**Task input**
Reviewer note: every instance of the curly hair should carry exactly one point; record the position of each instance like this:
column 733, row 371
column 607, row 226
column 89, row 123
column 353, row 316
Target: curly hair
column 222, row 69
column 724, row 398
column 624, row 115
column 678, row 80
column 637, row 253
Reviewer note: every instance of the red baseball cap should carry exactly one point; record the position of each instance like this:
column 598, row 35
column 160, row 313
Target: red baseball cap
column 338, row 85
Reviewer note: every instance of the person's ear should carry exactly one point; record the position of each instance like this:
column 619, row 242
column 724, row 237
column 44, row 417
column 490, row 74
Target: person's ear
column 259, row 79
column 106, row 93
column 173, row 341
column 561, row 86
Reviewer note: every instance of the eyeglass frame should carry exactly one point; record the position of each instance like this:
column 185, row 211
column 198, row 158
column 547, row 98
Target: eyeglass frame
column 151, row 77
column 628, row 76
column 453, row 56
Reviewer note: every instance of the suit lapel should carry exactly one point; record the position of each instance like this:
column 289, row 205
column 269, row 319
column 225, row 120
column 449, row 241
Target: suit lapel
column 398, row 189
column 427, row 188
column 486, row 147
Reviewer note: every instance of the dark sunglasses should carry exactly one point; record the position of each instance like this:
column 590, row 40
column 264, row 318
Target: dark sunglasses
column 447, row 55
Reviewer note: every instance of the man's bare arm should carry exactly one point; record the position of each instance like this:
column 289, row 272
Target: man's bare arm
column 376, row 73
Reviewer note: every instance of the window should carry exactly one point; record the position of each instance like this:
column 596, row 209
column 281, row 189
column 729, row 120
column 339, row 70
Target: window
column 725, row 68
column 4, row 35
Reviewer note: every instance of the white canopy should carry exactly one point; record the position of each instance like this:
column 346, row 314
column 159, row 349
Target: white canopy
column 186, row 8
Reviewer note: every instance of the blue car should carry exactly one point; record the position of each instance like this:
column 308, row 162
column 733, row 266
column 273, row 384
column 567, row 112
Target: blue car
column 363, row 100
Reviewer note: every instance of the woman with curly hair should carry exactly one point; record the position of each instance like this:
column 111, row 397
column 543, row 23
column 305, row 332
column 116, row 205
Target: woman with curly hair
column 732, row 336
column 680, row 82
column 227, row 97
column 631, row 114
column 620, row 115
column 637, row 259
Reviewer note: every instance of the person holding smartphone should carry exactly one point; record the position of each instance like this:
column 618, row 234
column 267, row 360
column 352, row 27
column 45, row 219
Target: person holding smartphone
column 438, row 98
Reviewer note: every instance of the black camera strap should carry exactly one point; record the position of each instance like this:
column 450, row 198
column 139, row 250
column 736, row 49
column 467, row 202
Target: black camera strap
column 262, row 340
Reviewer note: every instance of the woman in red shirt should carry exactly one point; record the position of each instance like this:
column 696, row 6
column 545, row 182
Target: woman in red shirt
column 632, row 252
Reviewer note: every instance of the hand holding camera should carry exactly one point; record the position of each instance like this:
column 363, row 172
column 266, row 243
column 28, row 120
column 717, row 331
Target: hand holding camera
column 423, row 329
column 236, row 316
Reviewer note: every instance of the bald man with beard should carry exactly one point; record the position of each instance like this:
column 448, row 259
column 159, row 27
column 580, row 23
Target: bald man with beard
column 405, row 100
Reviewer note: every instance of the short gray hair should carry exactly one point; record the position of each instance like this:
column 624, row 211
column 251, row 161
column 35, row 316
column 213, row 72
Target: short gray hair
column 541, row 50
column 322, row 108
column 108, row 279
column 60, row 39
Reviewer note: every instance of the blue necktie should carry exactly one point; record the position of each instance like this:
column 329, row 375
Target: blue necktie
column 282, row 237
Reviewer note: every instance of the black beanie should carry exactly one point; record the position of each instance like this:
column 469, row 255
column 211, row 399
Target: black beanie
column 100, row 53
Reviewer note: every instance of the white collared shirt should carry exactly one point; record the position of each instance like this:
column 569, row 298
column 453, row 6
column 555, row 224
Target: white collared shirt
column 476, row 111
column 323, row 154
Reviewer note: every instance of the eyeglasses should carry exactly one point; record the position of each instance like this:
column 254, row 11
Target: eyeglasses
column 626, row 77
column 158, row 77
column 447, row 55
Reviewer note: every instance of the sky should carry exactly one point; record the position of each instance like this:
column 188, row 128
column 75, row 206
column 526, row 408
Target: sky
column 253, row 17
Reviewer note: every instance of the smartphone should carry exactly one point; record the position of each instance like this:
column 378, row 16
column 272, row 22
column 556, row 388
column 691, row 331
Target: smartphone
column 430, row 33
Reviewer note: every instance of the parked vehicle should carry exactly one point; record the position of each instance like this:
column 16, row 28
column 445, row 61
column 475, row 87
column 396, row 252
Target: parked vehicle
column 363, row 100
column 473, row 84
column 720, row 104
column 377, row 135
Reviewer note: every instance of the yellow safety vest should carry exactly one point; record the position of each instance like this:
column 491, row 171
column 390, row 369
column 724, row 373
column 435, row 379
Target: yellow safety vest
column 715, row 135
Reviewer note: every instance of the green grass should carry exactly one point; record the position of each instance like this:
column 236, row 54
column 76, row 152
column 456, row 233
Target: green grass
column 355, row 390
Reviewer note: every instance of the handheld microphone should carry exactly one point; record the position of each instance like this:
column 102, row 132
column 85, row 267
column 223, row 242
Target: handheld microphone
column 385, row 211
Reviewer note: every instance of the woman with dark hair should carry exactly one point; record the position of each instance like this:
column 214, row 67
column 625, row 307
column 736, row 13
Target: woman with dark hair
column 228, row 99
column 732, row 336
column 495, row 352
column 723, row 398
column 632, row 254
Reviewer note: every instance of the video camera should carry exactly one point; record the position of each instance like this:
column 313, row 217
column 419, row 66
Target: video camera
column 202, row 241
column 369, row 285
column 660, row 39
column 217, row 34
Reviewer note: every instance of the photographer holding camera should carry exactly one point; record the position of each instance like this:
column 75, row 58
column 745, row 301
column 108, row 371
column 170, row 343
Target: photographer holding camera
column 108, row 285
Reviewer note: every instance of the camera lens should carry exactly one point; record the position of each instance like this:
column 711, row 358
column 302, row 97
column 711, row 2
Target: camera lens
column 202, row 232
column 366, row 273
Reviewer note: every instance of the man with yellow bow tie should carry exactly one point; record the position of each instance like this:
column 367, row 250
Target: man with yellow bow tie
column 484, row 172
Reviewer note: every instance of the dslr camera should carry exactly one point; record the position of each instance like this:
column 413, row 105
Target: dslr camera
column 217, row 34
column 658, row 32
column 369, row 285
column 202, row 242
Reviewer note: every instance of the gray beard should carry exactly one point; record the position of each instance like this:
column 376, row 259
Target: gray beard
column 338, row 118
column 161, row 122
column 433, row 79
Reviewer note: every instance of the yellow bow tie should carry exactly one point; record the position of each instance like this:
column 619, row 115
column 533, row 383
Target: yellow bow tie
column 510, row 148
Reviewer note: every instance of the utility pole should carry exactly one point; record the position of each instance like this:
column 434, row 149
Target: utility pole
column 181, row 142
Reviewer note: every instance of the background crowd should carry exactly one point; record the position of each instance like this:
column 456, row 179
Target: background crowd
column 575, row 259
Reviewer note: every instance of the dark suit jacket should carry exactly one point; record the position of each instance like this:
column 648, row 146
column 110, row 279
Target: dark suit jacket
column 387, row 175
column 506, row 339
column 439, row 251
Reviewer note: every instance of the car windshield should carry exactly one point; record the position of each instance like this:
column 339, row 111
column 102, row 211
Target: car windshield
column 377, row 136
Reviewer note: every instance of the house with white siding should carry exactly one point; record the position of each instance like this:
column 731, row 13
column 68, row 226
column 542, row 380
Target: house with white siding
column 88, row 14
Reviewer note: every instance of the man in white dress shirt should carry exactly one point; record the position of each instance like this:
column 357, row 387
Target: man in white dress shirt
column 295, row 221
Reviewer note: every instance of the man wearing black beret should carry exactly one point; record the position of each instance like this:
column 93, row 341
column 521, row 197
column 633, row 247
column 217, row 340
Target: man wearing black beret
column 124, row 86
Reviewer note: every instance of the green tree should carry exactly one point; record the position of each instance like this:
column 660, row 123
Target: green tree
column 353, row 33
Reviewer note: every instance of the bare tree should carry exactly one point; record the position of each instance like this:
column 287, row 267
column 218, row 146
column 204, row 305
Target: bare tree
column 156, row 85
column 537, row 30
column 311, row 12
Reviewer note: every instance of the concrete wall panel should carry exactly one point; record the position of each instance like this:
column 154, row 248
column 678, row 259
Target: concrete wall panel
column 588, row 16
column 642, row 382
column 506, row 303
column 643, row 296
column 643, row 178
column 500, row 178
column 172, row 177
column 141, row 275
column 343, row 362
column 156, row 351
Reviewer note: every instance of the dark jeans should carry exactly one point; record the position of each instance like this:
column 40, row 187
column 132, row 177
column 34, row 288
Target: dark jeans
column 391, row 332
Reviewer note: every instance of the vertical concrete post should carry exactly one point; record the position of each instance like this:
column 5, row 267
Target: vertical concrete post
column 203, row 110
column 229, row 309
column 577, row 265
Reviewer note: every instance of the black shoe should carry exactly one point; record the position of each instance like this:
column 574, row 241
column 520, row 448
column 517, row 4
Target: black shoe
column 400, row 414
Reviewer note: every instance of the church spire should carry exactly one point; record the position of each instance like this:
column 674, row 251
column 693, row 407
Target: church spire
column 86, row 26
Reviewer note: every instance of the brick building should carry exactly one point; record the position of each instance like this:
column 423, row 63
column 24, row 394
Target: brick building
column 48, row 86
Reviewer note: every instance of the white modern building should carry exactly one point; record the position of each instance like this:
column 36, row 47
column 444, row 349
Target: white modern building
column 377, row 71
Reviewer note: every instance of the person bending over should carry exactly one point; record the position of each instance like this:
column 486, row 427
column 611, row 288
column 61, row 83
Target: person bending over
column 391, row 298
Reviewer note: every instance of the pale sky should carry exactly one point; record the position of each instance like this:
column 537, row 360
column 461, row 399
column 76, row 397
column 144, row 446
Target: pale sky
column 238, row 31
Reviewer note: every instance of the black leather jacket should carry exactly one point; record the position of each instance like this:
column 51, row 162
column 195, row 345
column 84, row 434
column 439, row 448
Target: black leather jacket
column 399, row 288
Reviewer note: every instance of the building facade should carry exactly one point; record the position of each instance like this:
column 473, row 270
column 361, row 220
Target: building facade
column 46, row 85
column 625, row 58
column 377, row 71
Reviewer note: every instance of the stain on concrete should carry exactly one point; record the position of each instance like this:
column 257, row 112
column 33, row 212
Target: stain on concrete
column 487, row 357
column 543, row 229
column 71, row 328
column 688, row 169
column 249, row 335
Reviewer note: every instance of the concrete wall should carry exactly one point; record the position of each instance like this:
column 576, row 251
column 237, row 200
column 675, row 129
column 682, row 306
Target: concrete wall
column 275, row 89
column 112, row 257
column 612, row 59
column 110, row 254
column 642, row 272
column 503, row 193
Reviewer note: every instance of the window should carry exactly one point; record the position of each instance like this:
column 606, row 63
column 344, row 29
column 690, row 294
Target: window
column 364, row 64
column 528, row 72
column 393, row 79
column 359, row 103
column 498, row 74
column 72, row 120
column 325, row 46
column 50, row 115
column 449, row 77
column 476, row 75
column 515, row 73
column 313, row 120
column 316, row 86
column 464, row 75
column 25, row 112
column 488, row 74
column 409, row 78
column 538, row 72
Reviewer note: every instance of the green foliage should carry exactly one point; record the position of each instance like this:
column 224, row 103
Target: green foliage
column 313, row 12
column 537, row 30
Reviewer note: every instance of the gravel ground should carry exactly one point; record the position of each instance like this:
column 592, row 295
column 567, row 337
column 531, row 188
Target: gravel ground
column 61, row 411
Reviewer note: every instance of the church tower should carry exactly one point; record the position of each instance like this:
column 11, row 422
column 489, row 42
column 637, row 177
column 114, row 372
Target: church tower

**Problem details**
Replace "Reviewer note" with "Annotator note" throughout the records from their start down to the line containing "column 561, row 86", and give back those lines with nothing else changed.

**Exercise result**
Annotator note: every instance of the curly hair should carry exactly one point; record the position of each instance like this:
column 733, row 371
column 607, row 226
column 89, row 123
column 353, row 316
Target: curly hair
column 222, row 69
column 724, row 398
column 624, row 115
column 678, row 80
column 637, row 253
Annotator note: every instance of the red baseball cap should carry exactly one point; record the position of each instance like this:
column 598, row 35
column 160, row 313
Target: red baseball cap
column 338, row 85
Annotator note: every instance of the person's ear should carry exactly one point; record the position of each instance like this:
column 619, row 242
column 724, row 237
column 44, row 417
column 490, row 74
Target: person's ear
column 259, row 79
column 106, row 93
column 173, row 341
column 561, row 86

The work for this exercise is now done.